━━━ TRECHO PARA LEITURA ━━━

O relatório, publicado neste ano, teve o pesquisador da Fiocruz como consultor, e aborda o impacto global do marketing excessivo na promoção e na venda de produtos que competem com a amamentação dos pequenos. Segundo o documento, as postagens de companhias que fabricam produtos como fórmulas infantis têm um alcance até três vezes maior que publicações relacionadas aos benefícios do aleitamento materno.
Além disso, mostra que mulheres que publicam nas redes sociais conteúdos sobre amamentação passam a ser assediadas pela publicidade de produtos como mamadeiras e fórmulas.
— Nós estamos falando da proteção da amamentação e das mulheres contra o marketing muitas vezes abusivo da indústria de alimentos. Essas mulheres deveriam ter um ambiente isento de propagandas que colocam em dúvida a capacidade dessas mães de amamentar, e sim receber todas as informações sobre a amamentação e sobre os benefícios do aleitamento materno. Isso para que elas tomem uma decisão em relação à alimentação dos seus filhos sem a influência dessas indústrias — afirma o coordenador do Observa Infância.
Importância do aleitamento materno
Segundo a Sociedade Brasileira de Pediatria (SBP), a amamentação – prática orientada de forma exclusiva nos seis primeiros meses de vida, e como um complemento até os dois anos – oferece benefícios para o bebê e para a mãe. Para o recém-nascido, o aleitamento materno previne a formação incorreta dos dentes, problemas na fala, fortalece o sistema imunológico para proteger de doenças e proporciona um melhor desenvolvimento para o bebê. Além disso, é um alimento completo, dispensando até mesmo a necessidade de água ou outras comidas durante o período em que é recomendado de forma exclusiva.
Um estudo feito pela Universidade de Oxford, publicado na revista PLoS ONE, com 7.855 crianças, mostrou um impacto direto entre o aleitamento e o desenvolvimento cognitivo posterior. Jovens de 14 anos que foram amamentados por pelo menos 12 meses, por exemplo, tiveram resultados melhores em testes de vocabulário do que aqueles da mesma idade que não foram amamentados – uma diferença equivalente a quase três pontos de QI.
Para a mãe, o ato de amamentar levo o útero a voltar ao tamanho normal de forma mais rápida e diminui o sangramento. Esses benefícios ajudam a prevenir quadros de anemia materna e reduzem o risco de câncer de mama e de ovários, segundo a SBP.
Para Becker, a forte influência da indústria entre os médicos relatada pelo estudo da Fiocruz traz de fato prejuízos para a amamentação. Exemplo disso é o uso precoce de mamadeiras, que favorece problemas para sucção do peito da mãe pelo bebê.
— Existe algo chamado confusão de bico. Quando o bebê começa a sugar a mamadeira, a maioria muito rapidamente passa a recusar o peito. Porque a sucção do peito é muito mais complexa que a da mamadeira, só que é ela que molda a boca do bebê, a arcada dentária, as vias aéreas, da forma adequada.
No entanto, ele reconhece que há outros pontos importantes no contexto brasileiro que devem ser levados em consideração ao se analisar a realidade do aleitamento materno.
— A sobrecarga das mulheres, que acabam cuidando muitas vezes sozinhas de um bebê pelo alto número de famílias em que o pai não está presente, é um ponto muito importante. Nós também somos o país que mais faz cesáreas no mundo, com uma taxa quase cinco vezes superior ao aceitável, e ela dificulta o aleitamento em vários níveis. Retarda a descida do leite, pode provocar dores na mulher e dificulta o contato da mãe com o bebê no pós-operatório — afirma o pediatra.

━━━

▶ _EXPERIMENTE_:
Por favor, copie sem alterações o trecho do texto sobre amamentação que começa nas palavras "Além disso, mostra" e termina logo após "do Observa Infância.".

━━━ LINHAS FORNECIDAS ━━━

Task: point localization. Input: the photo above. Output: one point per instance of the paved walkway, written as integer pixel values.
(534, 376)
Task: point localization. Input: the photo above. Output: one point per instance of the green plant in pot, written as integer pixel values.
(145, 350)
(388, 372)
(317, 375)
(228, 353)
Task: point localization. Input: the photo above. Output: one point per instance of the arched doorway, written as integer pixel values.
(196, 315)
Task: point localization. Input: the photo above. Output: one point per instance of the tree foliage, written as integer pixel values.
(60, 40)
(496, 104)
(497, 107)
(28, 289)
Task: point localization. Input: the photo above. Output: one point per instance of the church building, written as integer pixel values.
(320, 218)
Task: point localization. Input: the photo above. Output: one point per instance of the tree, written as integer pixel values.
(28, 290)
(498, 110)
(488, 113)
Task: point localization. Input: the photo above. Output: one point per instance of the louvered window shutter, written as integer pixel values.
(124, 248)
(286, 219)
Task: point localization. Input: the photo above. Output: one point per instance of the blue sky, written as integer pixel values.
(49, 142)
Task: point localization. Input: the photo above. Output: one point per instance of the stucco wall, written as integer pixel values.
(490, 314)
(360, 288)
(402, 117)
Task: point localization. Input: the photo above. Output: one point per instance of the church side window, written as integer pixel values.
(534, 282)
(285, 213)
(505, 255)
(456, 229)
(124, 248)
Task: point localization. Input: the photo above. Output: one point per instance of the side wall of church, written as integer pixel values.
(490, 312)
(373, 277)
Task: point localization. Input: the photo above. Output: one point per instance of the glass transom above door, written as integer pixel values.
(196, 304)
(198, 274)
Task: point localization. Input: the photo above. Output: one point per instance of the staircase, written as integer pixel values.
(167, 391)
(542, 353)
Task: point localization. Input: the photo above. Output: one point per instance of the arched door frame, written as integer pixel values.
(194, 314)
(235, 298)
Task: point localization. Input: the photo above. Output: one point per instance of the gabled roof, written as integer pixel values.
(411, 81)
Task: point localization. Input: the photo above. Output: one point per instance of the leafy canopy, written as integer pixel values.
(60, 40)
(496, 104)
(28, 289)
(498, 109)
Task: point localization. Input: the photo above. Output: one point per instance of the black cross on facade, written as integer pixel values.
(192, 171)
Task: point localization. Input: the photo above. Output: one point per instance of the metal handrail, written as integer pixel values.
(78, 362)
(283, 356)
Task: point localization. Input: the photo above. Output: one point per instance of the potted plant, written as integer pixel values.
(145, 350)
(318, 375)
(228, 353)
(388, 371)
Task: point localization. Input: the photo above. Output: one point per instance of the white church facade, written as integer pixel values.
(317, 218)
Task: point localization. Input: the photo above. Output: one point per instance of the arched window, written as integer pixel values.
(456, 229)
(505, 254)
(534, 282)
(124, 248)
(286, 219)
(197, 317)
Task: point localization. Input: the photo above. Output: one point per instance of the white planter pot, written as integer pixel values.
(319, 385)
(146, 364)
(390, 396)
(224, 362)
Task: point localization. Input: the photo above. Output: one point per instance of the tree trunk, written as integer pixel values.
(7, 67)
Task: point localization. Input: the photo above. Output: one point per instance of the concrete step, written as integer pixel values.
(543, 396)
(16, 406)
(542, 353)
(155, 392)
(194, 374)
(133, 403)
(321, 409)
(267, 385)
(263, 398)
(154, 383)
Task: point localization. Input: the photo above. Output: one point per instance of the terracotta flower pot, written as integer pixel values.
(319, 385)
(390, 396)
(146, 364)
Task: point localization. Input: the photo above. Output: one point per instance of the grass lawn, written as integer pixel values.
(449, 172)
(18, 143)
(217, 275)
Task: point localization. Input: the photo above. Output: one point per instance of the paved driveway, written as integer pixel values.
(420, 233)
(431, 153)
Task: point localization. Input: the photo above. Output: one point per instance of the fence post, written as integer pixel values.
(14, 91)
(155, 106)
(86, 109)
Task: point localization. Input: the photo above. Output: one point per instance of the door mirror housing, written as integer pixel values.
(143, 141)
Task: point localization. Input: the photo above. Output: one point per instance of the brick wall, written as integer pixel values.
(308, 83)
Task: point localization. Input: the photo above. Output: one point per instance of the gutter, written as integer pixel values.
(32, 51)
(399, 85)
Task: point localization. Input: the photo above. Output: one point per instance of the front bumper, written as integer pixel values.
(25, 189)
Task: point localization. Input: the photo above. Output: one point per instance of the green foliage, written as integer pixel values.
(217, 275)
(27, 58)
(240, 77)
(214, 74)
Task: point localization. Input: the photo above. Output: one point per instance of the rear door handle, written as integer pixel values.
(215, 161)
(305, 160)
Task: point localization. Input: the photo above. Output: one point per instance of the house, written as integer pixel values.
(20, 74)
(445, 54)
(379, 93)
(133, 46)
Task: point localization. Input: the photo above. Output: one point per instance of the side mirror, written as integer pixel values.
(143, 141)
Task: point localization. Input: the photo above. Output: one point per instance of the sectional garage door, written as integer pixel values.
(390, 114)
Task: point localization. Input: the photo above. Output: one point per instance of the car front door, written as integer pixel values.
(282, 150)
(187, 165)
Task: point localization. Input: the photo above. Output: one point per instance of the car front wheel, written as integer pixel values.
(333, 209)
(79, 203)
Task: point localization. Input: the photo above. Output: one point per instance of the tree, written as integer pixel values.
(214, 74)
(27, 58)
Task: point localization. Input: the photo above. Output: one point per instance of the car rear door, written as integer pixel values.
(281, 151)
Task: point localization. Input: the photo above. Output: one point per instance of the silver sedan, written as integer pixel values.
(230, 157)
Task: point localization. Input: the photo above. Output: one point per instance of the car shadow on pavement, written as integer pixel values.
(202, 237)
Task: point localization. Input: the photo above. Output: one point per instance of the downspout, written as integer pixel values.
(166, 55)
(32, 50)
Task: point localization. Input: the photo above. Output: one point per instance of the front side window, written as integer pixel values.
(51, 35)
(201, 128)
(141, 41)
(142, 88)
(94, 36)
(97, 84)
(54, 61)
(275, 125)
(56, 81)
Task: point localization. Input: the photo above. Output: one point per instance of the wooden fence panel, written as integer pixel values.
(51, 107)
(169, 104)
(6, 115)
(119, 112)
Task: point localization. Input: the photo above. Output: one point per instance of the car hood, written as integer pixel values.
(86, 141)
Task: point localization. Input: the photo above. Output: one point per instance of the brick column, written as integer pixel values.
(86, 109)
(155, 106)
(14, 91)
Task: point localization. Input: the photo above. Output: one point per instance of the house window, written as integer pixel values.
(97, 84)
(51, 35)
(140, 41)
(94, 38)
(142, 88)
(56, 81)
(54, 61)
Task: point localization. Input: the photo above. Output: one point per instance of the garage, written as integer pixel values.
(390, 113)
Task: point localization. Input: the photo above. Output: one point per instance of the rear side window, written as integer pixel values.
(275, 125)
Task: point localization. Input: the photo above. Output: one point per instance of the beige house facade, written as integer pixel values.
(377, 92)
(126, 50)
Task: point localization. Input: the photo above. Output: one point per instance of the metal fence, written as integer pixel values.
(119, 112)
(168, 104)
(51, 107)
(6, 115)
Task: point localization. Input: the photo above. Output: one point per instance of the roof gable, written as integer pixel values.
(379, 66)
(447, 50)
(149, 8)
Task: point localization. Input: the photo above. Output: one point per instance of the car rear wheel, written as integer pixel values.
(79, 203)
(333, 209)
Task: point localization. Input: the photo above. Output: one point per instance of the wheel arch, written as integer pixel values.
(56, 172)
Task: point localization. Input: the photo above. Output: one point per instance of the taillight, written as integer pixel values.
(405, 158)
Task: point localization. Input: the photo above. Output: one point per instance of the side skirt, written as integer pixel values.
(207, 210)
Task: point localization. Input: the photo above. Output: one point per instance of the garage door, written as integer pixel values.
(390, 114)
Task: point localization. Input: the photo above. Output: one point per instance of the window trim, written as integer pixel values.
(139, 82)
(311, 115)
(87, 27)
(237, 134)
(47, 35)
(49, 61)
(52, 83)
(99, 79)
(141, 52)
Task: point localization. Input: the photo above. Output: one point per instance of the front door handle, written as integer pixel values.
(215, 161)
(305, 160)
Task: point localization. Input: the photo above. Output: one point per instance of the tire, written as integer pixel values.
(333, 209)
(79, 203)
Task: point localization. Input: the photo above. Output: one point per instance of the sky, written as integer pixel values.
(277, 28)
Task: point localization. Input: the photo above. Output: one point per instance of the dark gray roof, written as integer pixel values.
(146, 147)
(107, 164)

━━━
━━━ LINHAS FORNECIDAS ━━━

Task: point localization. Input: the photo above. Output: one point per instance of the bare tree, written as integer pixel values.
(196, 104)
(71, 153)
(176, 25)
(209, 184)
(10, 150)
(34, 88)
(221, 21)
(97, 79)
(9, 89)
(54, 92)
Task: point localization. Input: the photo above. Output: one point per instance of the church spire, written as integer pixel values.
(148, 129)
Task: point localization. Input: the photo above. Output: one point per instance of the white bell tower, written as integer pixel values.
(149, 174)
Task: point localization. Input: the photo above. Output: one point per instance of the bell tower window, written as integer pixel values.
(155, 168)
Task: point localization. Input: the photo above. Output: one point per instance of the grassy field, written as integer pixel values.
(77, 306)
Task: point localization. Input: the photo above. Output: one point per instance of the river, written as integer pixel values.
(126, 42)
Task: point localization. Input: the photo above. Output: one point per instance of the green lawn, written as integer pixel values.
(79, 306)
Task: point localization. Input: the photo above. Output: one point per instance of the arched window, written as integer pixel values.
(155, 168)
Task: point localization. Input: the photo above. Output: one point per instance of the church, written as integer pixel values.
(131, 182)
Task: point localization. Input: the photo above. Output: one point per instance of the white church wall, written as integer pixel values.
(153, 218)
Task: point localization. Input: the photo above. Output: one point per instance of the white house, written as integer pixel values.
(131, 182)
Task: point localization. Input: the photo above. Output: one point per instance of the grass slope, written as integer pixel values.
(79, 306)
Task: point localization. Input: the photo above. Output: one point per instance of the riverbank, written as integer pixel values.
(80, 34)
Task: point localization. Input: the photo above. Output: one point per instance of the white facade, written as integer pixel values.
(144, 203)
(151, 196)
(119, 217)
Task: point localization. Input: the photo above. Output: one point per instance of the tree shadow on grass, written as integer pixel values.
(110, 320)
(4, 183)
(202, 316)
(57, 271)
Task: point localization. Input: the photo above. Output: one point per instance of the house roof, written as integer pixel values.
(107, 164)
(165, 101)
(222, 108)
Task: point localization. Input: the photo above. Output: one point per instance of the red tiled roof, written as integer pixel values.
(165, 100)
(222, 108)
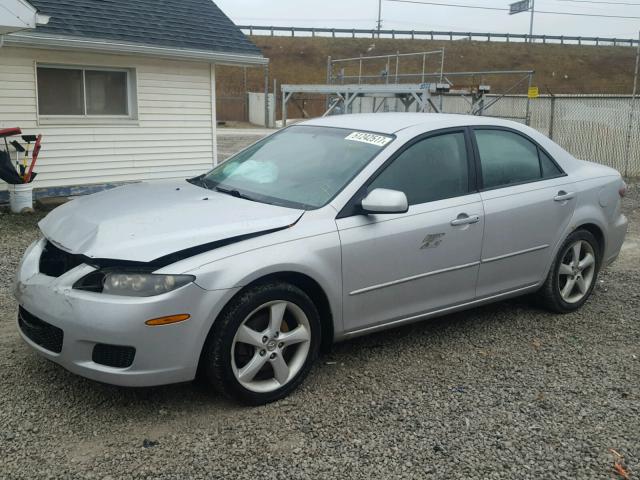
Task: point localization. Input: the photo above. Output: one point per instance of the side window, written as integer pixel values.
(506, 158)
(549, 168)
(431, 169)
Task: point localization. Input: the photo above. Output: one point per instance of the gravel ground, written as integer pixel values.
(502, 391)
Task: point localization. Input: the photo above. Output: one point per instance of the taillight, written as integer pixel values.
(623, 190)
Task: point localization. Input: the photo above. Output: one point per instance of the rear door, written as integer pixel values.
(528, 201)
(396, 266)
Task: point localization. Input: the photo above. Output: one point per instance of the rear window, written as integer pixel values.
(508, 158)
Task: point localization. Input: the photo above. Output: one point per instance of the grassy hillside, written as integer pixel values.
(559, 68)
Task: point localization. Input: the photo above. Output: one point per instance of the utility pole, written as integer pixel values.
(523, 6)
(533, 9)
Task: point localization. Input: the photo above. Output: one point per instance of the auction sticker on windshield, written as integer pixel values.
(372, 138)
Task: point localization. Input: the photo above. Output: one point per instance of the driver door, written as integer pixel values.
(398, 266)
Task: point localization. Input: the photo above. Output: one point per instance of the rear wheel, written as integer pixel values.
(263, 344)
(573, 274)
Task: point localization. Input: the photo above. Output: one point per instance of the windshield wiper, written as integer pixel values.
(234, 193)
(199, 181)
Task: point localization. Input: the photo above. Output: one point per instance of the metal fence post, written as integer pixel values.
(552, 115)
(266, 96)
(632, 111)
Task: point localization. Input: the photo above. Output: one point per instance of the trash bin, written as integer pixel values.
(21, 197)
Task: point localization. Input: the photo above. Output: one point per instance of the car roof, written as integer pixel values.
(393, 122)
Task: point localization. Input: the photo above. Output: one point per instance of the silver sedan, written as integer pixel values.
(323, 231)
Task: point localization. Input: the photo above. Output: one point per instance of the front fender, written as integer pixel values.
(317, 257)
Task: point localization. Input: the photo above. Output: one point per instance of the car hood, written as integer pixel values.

━━━
━━━ LINHAS FORNECIDAS ━━━

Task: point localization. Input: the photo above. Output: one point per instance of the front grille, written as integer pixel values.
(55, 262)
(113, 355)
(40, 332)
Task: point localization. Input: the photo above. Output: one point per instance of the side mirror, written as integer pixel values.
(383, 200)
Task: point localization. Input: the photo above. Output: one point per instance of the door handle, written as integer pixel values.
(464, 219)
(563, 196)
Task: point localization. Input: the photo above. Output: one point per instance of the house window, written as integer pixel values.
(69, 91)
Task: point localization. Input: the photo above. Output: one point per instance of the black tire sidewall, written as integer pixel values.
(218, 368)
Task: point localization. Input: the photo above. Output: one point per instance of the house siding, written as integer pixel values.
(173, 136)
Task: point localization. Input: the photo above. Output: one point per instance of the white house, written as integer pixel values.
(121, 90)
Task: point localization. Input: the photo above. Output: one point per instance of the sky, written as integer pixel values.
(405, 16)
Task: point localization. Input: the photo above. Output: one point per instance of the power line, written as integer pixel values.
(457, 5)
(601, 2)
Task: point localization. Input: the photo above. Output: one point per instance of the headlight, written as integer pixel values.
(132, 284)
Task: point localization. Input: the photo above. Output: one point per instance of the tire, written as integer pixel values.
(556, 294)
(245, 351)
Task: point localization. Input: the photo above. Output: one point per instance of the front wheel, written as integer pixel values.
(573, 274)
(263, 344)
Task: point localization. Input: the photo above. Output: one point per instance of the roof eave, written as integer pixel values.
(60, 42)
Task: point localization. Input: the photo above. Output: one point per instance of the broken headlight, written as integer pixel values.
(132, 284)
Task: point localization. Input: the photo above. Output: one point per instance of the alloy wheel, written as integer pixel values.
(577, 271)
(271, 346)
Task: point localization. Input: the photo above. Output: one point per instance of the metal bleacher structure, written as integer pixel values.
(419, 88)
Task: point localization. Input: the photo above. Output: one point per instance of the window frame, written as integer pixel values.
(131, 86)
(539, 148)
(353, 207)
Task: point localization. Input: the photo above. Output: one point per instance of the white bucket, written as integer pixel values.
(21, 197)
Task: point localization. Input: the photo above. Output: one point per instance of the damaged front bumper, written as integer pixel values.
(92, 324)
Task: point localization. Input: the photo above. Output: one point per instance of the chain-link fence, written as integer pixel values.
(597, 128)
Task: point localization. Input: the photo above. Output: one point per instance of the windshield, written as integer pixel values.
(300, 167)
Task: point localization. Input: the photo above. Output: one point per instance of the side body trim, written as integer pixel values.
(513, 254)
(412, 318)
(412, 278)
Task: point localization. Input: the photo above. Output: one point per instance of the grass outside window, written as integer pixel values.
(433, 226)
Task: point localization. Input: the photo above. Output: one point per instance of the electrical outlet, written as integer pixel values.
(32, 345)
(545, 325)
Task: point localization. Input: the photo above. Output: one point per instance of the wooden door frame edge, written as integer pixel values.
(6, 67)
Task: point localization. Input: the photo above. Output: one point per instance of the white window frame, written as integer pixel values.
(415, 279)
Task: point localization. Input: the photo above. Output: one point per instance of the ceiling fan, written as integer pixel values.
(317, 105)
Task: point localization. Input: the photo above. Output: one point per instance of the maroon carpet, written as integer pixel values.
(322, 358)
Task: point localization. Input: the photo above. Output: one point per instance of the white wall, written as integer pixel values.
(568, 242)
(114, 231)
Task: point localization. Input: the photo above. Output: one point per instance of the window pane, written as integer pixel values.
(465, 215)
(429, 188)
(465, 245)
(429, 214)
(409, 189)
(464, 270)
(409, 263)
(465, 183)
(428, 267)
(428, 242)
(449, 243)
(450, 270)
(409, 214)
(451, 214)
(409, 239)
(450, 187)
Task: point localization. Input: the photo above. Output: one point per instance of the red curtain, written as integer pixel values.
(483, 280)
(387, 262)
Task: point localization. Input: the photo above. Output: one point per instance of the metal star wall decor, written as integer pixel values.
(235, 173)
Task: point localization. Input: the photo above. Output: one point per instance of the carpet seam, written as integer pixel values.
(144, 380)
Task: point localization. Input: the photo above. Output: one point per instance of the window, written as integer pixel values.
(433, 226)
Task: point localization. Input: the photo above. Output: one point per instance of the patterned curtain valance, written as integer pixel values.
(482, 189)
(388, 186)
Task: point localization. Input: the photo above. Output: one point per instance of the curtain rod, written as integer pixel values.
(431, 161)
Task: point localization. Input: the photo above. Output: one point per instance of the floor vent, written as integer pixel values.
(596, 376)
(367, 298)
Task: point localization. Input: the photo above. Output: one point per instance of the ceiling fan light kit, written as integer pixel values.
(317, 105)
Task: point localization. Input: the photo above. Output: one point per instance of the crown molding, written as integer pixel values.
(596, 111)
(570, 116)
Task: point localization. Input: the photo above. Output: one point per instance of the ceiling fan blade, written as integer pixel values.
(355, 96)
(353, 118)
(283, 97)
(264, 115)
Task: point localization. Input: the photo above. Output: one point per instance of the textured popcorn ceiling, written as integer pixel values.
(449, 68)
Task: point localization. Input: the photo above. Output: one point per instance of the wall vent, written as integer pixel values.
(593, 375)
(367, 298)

━━━

▶ _RESULTADO DO EXERCÍCIO_:
Além disso, mostra que mulheres que publicam nas redes sociais conteúdos sobre amamentação passam a ser assediadas pela publicidade de produtos como mamadeiras e fórmulas.
— Nós estamos falando da proteção da amamentação e das mulheres contra o marketing muitas vezes abusivo da indústria de alimentos. Essas mulheres deveriam ter um ambiente isento de propagandas que colocam em dúvida a capacidade dessas mães de amamentar, e sim receber todas as informações sobre a amamentação e sobre os benefícios do aleitamento materno. Isso para que elas tomem uma decisão em relação à alimentação dos seus filhos sem a influência dessas indústrias — afirma o coordenador do Observa Infância.